Let's look at the distribution of trip durations for Annual members and short-term pass holders:
trips['minutes'] = trips.tripduration / 60
trips.groupby('usertype')['minutes'].hist(bins=np.arange(61), alpha=0.5, normed=True);
plt.xlabel('Duration (minutes)')
plt.ylabel('relative frequency')
plt.title('Trip Durations')
plt.text(34, 0.09, "Free Trips\n\nAdditional Fee", ha='right',
size=18, rotation=90, alpha=0.5, color='red')
plt.legend(['Annual Members', 'Short-term Pass'])
plt.axvline(30, linestyle='--', color='red', alpha=0.3);
Here I have added a red dashed line separating the free rides (left) from the rides which incur a usage fee (right). It seems that annual users are much more savvy to the system rules: only a small tail of the trip distribution lies beyond 30 minutes. Around one in four Day Pass Rides, on the other hand, are longer than the half hour limit and incur additional fees. My hunch is that these day pass users aren't fully aware of this pricing structure ("I paid for the day, right?") and likely walk away unhappy with the experience.
It's also interesting to look at the distance of the trips. Distances between stations are not included in Pronto's data release, so we need to find them via another source. Let's start by loading the station data – and because some of the trips start and end at Pronto's shop, we'll add this as another "station":
stations = pd.read_csv('2015_station_data.csv')
pronto_shop = dict(id=54, name="Pronto shop",
terminal="Pronto shop",
lat=47.6173156, long=-122.3414776,
dockcount=100, online='10/13/2014')
stations = stations.append(pronto_shop, ignore_index=True)
Now we need to find bicycling distances between pairs of lat/lon coordinates. Fortunately, Google Maps has a distances API that we can use for free.
Reading the fine print, free use is limited to 2500 distances per day, and 100 distances per 10 seconds. With 55 stations we have $55 \times 54 / 2 = 1485$ unique nonzero distances, so we can just query all of them within a few minutes on a single day for free (if we do it carefully).
To do this, we'll query one (partial) row at a time, waiting 10+ seconds between queries (Note: we might also use the googlemaps Python package instead, but it requires obtaining an API key).
from time import sleep
def query_distances(stations=stations):
"""Query the Google API for bicycling distances"""
latlon_list = ['{0},{1}'.format(lat, long)
for (lat, long) in zip(stations.lat, stations.long)]
def create_url(i):
URL = ('https://maps.googleapis.com/maps/api/distancematrix/json?'
'origins={origins}&destinations={destinations}&mode=bicycling')
return URL.format(origins=latlon_list[i],
destinations='|'.join(latlon_list[i + 1:]))

◆ Records supplied
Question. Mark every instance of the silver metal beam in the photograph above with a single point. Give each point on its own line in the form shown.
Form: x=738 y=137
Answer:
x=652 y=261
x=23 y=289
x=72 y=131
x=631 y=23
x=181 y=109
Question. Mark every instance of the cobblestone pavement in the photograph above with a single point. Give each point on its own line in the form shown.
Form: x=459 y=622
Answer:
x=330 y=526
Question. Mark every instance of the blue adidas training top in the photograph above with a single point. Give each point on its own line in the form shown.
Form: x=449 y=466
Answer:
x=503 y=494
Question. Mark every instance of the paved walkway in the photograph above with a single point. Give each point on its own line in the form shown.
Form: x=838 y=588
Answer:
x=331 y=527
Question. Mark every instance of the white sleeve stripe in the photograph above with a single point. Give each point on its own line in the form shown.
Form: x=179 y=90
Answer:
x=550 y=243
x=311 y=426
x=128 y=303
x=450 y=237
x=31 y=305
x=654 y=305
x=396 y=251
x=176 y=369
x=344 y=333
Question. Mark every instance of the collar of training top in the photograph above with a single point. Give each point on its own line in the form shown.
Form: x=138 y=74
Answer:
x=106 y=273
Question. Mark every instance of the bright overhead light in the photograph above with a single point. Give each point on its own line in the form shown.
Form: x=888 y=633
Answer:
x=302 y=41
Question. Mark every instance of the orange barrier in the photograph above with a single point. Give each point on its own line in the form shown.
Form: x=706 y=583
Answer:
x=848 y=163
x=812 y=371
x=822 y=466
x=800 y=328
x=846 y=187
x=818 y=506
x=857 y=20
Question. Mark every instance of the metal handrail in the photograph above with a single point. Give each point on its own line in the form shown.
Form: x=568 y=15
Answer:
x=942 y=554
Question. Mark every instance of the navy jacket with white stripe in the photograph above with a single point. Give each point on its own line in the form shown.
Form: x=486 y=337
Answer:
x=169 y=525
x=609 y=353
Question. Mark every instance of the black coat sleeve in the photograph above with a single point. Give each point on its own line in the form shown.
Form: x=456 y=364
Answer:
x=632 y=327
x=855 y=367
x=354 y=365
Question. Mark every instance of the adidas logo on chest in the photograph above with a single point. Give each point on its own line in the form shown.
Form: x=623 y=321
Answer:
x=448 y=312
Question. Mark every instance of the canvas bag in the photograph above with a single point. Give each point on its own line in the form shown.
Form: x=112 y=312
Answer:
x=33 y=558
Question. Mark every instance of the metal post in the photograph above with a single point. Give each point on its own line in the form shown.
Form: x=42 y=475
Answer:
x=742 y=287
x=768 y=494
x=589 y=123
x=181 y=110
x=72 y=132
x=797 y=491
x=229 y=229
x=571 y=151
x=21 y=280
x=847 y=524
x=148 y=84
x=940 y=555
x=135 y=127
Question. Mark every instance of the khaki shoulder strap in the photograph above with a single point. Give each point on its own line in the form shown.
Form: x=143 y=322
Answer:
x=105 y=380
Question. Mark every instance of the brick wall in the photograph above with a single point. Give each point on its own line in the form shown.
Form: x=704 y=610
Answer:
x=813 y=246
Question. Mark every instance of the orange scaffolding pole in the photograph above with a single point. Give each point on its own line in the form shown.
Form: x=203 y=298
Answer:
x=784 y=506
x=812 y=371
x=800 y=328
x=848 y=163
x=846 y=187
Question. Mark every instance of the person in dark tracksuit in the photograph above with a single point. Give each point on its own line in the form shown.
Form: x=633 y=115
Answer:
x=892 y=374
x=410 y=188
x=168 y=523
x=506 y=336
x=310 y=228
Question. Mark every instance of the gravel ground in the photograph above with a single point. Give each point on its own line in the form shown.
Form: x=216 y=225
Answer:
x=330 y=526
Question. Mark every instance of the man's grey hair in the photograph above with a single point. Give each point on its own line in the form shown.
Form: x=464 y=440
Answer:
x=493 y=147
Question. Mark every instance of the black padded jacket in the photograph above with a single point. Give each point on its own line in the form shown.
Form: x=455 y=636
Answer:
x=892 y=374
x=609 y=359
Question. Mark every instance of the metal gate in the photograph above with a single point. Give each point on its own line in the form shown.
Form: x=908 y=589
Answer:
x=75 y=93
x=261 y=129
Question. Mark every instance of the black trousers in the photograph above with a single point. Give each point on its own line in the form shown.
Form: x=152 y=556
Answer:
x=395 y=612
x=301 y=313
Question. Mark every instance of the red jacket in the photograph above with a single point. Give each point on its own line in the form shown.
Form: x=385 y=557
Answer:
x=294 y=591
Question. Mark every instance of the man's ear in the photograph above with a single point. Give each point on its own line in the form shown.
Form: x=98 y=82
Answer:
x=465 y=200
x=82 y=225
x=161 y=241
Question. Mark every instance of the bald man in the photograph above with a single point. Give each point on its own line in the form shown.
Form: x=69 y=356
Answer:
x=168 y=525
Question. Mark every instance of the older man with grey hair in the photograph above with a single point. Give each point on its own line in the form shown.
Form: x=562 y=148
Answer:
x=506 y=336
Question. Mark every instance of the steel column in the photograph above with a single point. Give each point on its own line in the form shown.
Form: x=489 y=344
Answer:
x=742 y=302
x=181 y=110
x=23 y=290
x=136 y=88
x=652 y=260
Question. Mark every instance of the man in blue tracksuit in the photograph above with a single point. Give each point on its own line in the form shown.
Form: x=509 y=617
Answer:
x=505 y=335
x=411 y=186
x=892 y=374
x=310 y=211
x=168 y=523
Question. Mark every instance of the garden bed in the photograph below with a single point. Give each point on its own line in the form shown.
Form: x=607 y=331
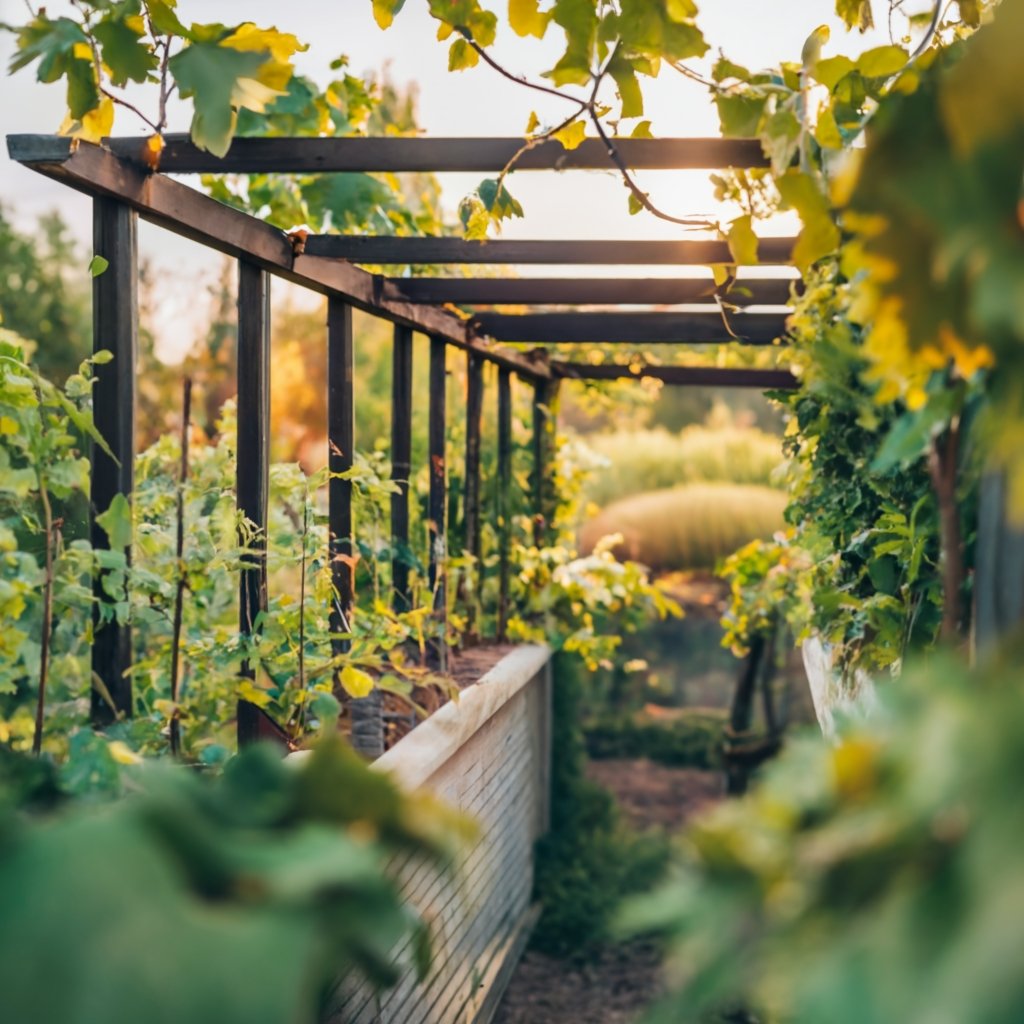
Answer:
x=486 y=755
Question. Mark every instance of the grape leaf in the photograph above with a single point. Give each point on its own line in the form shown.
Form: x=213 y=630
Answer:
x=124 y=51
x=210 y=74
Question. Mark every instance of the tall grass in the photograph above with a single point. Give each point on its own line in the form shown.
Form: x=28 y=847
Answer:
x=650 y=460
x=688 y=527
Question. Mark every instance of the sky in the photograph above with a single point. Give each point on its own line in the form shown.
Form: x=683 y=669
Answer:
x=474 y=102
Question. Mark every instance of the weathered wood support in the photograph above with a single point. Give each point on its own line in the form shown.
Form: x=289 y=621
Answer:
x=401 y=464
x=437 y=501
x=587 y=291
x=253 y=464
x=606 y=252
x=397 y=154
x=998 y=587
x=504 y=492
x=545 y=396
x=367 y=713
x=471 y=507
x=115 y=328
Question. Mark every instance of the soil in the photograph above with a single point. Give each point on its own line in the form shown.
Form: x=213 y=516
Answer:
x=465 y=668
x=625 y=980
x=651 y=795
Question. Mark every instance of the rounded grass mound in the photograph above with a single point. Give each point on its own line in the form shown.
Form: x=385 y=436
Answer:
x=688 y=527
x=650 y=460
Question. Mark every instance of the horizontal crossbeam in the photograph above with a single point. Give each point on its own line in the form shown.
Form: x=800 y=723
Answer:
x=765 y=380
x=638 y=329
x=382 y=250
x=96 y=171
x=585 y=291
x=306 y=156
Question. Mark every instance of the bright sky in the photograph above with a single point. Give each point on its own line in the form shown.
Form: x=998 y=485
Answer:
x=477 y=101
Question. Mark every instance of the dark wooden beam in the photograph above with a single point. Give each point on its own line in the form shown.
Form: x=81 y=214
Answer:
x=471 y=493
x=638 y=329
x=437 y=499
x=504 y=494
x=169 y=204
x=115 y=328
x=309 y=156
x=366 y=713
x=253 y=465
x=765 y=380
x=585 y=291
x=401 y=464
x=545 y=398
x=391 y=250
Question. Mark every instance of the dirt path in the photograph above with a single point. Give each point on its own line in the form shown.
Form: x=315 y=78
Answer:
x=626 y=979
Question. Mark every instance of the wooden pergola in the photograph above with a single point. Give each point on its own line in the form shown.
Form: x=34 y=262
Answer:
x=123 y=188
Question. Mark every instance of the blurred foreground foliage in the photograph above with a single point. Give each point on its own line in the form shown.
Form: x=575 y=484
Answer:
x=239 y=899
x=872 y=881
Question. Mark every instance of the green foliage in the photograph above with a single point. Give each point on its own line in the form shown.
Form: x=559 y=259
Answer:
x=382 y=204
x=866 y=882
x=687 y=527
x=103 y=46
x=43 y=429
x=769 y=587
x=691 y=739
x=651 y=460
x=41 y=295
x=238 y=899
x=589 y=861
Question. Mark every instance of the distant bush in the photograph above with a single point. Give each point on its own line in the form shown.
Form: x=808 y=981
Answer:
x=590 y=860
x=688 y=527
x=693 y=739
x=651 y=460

---

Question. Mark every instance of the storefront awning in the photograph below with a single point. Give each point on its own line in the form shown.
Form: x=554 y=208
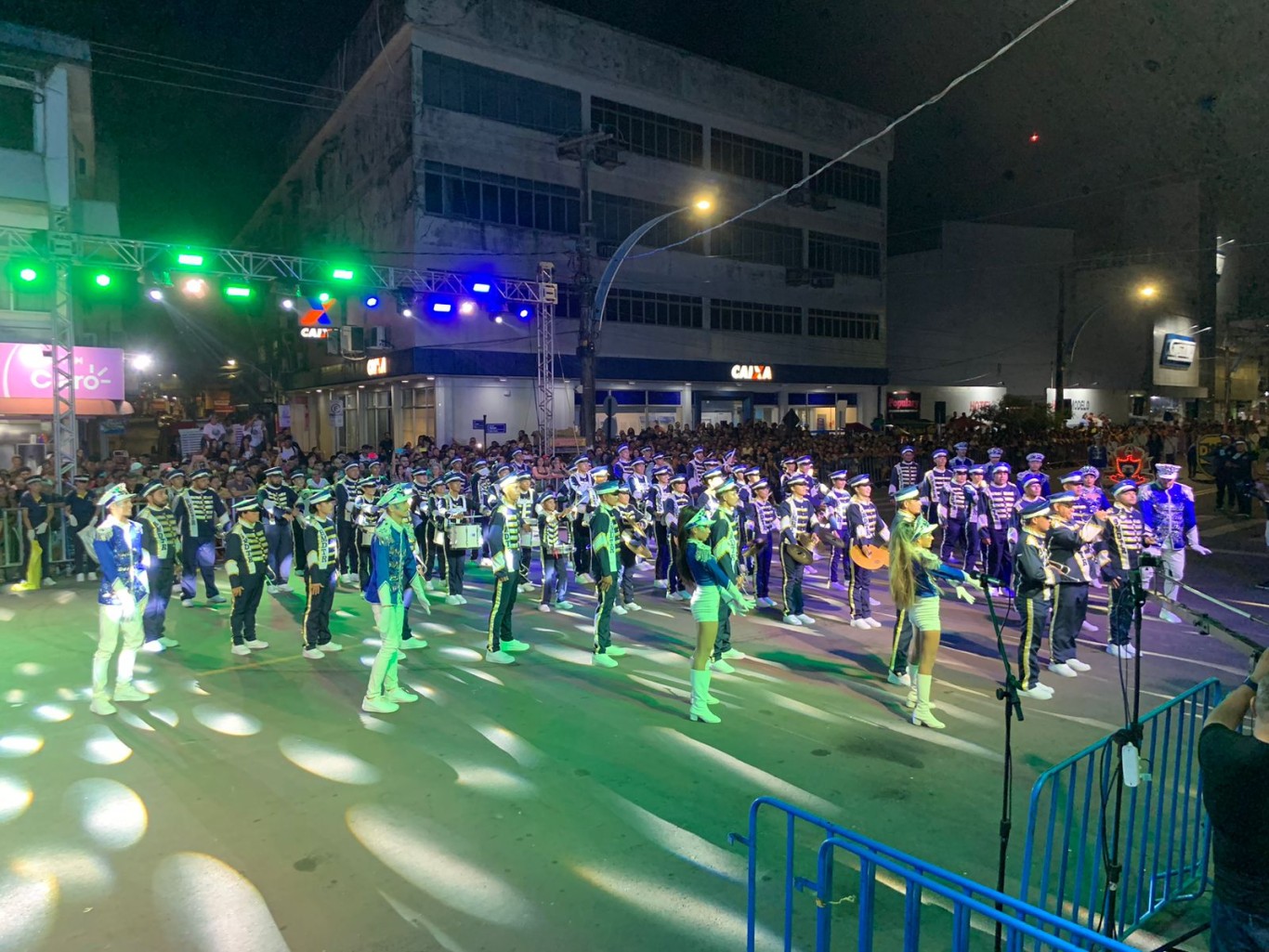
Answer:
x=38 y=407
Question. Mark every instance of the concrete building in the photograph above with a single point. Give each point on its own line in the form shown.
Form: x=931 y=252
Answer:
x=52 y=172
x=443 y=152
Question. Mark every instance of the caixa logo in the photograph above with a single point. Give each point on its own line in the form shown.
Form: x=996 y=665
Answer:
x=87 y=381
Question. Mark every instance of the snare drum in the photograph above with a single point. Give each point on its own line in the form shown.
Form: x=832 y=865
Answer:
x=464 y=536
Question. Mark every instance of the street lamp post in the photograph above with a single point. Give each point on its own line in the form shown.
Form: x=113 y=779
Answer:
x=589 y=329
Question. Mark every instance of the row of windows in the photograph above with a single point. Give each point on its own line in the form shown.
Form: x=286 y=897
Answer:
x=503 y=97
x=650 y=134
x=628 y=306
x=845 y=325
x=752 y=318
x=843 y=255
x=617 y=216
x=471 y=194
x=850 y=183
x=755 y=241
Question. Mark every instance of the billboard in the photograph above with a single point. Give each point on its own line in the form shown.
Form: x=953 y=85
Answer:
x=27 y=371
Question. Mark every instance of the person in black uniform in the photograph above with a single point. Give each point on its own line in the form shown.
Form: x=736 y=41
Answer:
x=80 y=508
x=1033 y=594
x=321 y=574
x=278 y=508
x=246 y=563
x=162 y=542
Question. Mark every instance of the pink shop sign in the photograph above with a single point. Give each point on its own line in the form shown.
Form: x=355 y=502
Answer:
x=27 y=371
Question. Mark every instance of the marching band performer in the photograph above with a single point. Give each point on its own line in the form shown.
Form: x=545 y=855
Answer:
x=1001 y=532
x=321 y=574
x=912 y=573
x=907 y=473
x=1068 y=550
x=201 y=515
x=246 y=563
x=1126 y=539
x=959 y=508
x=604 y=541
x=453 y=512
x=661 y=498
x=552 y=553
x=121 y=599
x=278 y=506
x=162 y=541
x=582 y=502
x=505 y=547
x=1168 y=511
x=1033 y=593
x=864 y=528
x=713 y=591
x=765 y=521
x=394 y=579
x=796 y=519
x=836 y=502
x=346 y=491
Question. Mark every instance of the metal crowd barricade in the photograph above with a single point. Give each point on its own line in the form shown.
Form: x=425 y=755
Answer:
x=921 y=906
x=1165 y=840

* * *

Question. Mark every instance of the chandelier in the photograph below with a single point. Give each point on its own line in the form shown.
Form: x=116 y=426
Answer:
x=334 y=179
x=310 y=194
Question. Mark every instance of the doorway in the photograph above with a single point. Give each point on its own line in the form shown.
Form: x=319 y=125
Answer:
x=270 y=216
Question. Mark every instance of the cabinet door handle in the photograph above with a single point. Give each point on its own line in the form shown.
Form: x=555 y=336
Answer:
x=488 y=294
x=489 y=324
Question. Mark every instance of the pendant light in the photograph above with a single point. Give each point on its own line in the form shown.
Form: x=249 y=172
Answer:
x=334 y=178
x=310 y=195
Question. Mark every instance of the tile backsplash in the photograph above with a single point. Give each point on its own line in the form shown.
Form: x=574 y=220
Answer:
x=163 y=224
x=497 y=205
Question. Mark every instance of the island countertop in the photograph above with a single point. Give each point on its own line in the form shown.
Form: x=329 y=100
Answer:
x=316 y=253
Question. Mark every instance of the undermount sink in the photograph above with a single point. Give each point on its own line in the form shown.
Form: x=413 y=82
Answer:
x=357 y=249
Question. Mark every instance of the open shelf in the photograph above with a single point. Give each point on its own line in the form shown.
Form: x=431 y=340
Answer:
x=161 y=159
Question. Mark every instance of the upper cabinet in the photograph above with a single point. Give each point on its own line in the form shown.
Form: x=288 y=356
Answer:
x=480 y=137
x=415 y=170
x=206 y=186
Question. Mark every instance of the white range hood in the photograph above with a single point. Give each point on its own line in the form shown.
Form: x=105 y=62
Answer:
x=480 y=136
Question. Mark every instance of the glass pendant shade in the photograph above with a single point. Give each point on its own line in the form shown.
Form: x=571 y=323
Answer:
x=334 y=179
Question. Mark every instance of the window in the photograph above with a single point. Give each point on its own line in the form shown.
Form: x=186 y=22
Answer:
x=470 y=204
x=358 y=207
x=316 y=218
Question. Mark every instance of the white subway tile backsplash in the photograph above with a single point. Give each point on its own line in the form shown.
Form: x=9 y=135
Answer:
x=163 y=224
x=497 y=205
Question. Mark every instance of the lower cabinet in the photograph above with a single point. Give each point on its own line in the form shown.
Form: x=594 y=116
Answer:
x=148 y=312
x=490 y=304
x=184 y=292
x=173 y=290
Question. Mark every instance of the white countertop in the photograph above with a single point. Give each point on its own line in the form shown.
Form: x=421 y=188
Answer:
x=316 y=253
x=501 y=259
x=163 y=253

◆ Stated exercise
Do the following statements agree with the bike-share text? Answer yes or no for each, quoting the deciding words. (a) Free use of the Google Maps distances API allows 2500 distances per day. (b) Pronto's data release includes distances between stations. (c) The googlemaps Python package can be used without an API key. Rely only on the bike-share text, not on the data.

◆ Answer for the task
(a) Yes: "free use is limited to 2500 distances per day"
(b) No: "Distances between stations are not included in Pronto's data release"
(c) No: "it requires obtaining an API key"